== THE TASK ==
Every record below should be printed exactly as given.

────────────────

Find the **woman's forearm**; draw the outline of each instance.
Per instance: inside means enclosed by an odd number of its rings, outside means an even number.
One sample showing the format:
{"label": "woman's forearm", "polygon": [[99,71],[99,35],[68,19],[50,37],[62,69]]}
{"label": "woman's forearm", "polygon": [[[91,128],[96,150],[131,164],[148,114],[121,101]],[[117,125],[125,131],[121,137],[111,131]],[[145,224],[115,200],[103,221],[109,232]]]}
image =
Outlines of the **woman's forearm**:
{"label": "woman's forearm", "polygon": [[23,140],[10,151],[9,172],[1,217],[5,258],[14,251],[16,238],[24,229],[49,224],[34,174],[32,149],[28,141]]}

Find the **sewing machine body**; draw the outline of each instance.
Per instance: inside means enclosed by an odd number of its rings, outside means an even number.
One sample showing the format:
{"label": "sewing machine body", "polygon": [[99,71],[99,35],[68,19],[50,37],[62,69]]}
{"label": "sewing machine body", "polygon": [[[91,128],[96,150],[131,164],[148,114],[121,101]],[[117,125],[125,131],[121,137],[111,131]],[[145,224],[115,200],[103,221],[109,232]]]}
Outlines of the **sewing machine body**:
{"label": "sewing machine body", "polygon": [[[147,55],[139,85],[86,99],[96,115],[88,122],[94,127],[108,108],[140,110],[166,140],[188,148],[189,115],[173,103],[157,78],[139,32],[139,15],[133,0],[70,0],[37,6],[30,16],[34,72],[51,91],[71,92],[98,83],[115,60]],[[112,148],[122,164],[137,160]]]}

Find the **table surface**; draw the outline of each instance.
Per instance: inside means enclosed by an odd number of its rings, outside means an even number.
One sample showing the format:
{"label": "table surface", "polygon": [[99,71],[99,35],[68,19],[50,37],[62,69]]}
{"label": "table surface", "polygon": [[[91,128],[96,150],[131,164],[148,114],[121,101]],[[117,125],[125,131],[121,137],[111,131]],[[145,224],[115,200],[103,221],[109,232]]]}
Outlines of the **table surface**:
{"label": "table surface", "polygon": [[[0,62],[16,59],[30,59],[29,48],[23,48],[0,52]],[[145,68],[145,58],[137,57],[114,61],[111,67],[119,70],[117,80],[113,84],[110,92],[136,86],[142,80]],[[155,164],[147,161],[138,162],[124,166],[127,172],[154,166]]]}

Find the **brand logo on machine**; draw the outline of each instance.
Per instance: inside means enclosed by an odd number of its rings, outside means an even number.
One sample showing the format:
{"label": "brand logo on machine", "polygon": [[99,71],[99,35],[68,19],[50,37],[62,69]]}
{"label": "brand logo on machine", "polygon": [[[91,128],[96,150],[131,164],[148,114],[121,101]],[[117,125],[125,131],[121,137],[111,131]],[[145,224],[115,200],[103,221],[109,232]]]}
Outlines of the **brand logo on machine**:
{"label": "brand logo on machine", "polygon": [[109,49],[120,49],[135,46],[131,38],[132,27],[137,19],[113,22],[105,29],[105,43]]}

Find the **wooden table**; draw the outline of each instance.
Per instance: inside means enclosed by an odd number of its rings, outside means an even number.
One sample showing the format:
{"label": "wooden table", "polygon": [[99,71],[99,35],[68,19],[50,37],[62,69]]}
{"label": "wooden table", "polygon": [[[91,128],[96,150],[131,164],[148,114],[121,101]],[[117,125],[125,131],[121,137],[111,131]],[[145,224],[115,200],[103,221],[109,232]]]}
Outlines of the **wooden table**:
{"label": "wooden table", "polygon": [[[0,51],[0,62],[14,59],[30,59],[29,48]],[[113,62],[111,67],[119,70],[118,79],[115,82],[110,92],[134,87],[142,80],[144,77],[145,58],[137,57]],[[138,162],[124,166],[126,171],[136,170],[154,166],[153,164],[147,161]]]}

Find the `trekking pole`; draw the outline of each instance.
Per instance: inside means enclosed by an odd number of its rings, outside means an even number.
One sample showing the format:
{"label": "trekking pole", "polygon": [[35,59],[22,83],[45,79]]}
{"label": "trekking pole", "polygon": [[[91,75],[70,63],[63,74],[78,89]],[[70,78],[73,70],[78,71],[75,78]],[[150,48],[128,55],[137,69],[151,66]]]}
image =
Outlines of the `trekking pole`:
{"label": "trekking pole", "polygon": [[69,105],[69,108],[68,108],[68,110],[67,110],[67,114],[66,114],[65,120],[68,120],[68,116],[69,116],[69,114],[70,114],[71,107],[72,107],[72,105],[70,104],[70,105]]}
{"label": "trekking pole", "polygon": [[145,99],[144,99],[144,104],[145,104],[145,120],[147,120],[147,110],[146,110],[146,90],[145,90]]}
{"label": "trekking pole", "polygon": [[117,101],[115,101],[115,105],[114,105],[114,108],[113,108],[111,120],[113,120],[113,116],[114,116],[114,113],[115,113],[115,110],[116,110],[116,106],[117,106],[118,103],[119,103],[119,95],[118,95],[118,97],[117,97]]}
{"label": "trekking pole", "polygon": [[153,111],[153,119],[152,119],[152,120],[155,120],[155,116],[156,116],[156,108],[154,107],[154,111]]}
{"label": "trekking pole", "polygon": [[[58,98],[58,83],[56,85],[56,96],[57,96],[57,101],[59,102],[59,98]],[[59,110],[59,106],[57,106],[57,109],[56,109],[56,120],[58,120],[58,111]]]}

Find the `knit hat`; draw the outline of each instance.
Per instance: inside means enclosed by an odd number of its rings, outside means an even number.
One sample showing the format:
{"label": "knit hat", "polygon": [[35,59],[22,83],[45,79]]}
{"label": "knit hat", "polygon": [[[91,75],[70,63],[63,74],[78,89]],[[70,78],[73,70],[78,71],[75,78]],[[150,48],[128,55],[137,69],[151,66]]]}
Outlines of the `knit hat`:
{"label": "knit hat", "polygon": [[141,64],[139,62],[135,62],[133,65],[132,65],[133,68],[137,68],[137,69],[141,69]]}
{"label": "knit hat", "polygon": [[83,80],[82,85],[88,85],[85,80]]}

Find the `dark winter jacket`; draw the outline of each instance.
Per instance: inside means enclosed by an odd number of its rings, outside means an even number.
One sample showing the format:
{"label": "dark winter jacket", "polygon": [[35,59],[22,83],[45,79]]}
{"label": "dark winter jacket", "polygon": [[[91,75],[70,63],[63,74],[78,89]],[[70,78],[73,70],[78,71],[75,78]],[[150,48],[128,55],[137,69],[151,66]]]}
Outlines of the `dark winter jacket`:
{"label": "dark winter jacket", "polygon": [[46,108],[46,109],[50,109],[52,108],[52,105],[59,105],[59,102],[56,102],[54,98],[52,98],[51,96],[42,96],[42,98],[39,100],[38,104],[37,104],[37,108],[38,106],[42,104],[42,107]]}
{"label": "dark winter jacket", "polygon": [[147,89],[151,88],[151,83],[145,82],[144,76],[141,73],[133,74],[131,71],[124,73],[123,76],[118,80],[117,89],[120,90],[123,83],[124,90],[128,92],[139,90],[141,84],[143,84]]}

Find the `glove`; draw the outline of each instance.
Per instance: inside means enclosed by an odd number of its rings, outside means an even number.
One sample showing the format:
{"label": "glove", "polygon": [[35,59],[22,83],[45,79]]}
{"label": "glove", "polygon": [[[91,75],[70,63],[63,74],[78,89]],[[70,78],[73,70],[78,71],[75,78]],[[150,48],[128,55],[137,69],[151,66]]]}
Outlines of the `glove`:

────────────────

== SOLUTION FOR THIS PROBLEM ==
Find the **woman's forearm**; draw the outline of each instance.
Per instance: inside means enclosed by an odd number of its rings, outside means an even number.
One sample showing the format:
{"label": "woman's forearm", "polygon": [[99,71],[99,35],[68,19],[50,37],[62,69]]}
{"label": "woman's forearm", "polygon": [[[91,128],[96,150],[131,164],[148,114],[121,101]],[[117,125],[125,131],[121,137],[111,131]],[[145,224],[115,200],[103,221],[109,232]]]}
image =
Outlines of the **woman's forearm**:
{"label": "woman's forearm", "polygon": [[23,140],[10,151],[9,172],[1,217],[5,258],[14,251],[16,238],[24,229],[49,224],[34,174],[32,149],[28,141]]}

Find the **sewing machine body**; draw the outline of each instance.
Per instance: inside means enclosed by an odd number of its rings, outside means an even number.
One sample showing the format:
{"label": "sewing machine body", "polygon": [[99,71],[99,35],[68,19],[50,37],[62,69]]}
{"label": "sewing machine body", "polygon": [[[91,128],[96,150],[131,164],[148,114],[121,101]],[[117,125],[125,131],[121,137],[111,131]],[[145,224],[115,200],[103,221],[109,232]]]}
Outlines of the **sewing machine body**:
{"label": "sewing machine body", "polygon": [[[147,55],[139,85],[86,99],[96,115],[88,122],[94,127],[108,108],[140,110],[166,140],[188,148],[189,115],[173,103],[157,78],[139,32],[139,15],[133,0],[70,0],[37,6],[30,16],[34,72],[51,91],[71,92],[98,83],[115,60]],[[112,148],[122,164],[137,160]]]}

Find the **table surface**; draw the outline of each instance.
Per instance: inside means enclosed by an odd number of its rings, outside means an even number.
One sample showing the format:
{"label": "table surface", "polygon": [[99,71],[99,35],[68,19],[50,37],[62,69]]}
{"label": "table surface", "polygon": [[[91,128],[96,150],[131,164],[148,114],[121,101]],[[117,125],[125,131],[121,137],[111,131]],[[145,224],[115,200],[103,221],[109,232]]]}
Outlines of the **table surface**:
{"label": "table surface", "polygon": [[[0,62],[16,59],[30,59],[29,48],[23,48],[0,52]],[[145,68],[145,58],[137,57],[114,61],[111,67],[119,70],[117,80],[113,84],[110,92],[136,86],[142,80]],[[155,164],[147,161],[138,162],[124,166],[127,172],[154,166]]]}

Find the **brand logo on machine**; draw the outline of each instance.
Per instance: inside means enclosed by an odd number of its rings, outside means an even number.
One sample showing the format:
{"label": "brand logo on machine", "polygon": [[99,71],[99,35],[68,19],[50,37],[62,69]]}
{"label": "brand logo on machine", "polygon": [[[91,128],[96,150],[131,164],[148,114],[121,101]],[[117,125],[125,131],[121,137],[111,131]],[[145,224],[115,200],[103,221],[109,232]]]}
Outlines of the **brand logo on machine**:
{"label": "brand logo on machine", "polygon": [[109,49],[120,49],[135,46],[131,38],[132,27],[137,19],[113,22],[105,29],[105,43]]}

Find the **wooden table**; draw the outline of each instance.
Per instance: inside means enclosed by an odd number of its rings, outside means an even number.
One sample showing the format:
{"label": "wooden table", "polygon": [[99,71],[99,35],[68,19],[50,37],[62,69]]}
{"label": "wooden table", "polygon": [[[91,128],[96,150],[131,164],[148,114],[121,101]],[[117,125],[125,131],[121,137],[111,131]],[[145,224],[115,200],[103,221],[109,232]]]}
Outlines of the **wooden table**:
{"label": "wooden table", "polygon": [[[0,51],[0,62],[14,59],[30,59],[29,48]],[[113,62],[111,67],[119,70],[118,79],[115,82],[110,92],[134,87],[142,80],[144,77],[145,58],[137,57]],[[138,162],[124,166],[126,171],[136,170],[154,166],[153,164],[147,161]]]}

Find the `trekking pole`; draw the outline of each instance.
Per instance: inside means enclosed by an odd number of its rings, outside means an even number.
One sample showing the format:
{"label": "trekking pole", "polygon": [[35,59],[22,83],[45,79]]}
{"label": "trekking pole", "polygon": [[[91,75],[70,63],[63,74],[78,89]],[[70,78],[73,70],[78,71],[75,78]],[[150,48],[128,55],[137,69],[151,66]]]}
image =
Outlines of the `trekking pole`:
{"label": "trekking pole", "polygon": [[69,105],[69,108],[68,108],[68,110],[67,110],[67,114],[66,114],[65,120],[68,120],[68,116],[69,116],[69,114],[70,114],[71,107],[72,107],[72,105],[70,104],[70,105]]}
{"label": "trekking pole", "polygon": [[145,99],[144,99],[144,104],[145,104],[145,120],[147,120],[147,110],[146,110],[146,90],[145,90]]}
{"label": "trekking pole", "polygon": [[117,101],[115,101],[115,105],[114,105],[114,108],[113,108],[111,120],[113,120],[113,116],[114,116],[114,113],[115,113],[115,110],[116,110],[116,106],[117,106],[118,103],[119,103],[119,95],[118,95],[118,97],[117,97]]}
{"label": "trekking pole", "polygon": [[153,111],[153,119],[152,119],[152,120],[155,120],[155,116],[156,116],[156,108],[154,107],[154,111]]}
{"label": "trekking pole", "polygon": [[[58,98],[58,83],[56,85],[56,96],[57,96],[57,101],[59,102],[59,98]],[[59,110],[59,106],[57,106],[57,109],[56,109],[56,120],[58,120],[58,111]]]}

Find the `knit hat`; draw the outline of each instance.
Per instance: inside means enclosed by an odd number of its rings, outside means an even number.
One sample showing the format:
{"label": "knit hat", "polygon": [[35,59],[22,83],[45,79]]}
{"label": "knit hat", "polygon": [[[91,75],[70,63],[63,74],[78,89]],[[70,78],[73,70],[78,71],[75,78]],[[150,48],[128,55],[137,69],[151,66]]]}
Outlines of the `knit hat`:
{"label": "knit hat", "polygon": [[141,64],[139,62],[135,62],[133,65],[132,65],[133,68],[137,68],[137,69],[141,69]]}
{"label": "knit hat", "polygon": [[83,80],[82,85],[88,85],[85,80]]}

Find the `dark winter jacket`; draw the outline of each instance.
Per instance: inside means enclosed by an odd number of its rings, outside means an even number.
One sample showing the format:
{"label": "dark winter jacket", "polygon": [[35,59],[22,83],[45,79]]}
{"label": "dark winter jacket", "polygon": [[[91,75],[70,63],[63,74],[78,89]],[[70,78],[73,70],[78,71],[75,78]],[[150,48],[128,55],[137,69],[151,66]]]}
Outlines of the `dark winter jacket`:
{"label": "dark winter jacket", "polygon": [[46,108],[46,109],[50,109],[52,108],[52,105],[59,105],[59,102],[56,102],[54,98],[52,98],[51,96],[42,96],[42,98],[39,100],[38,104],[37,104],[37,108],[38,106],[42,104],[42,107]]}
{"label": "dark winter jacket", "polygon": [[147,89],[151,88],[151,83],[145,82],[144,76],[141,73],[133,74],[131,71],[124,73],[123,76],[118,80],[117,89],[120,90],[123,83],[124,90],[128,92],[139,90],[141,84],[143,84]]}

Find the `glove`; draw the outline of each instance.
Per instance: inside means enclosed by an odd number of its rings, outside means an even number.
One sample showing the format:
{"label": "glove", "polygon": [[35,59],[22,83],[45,79]]}
{"label": "glove", "polygon": [[[91,75],[70,63],[63,74],[78,89]],[[70,78],[73,70],[78,71],[75,78]],[[150,48],[128,55],[137,69],[151,66]]]}
Outlines of the `glove`:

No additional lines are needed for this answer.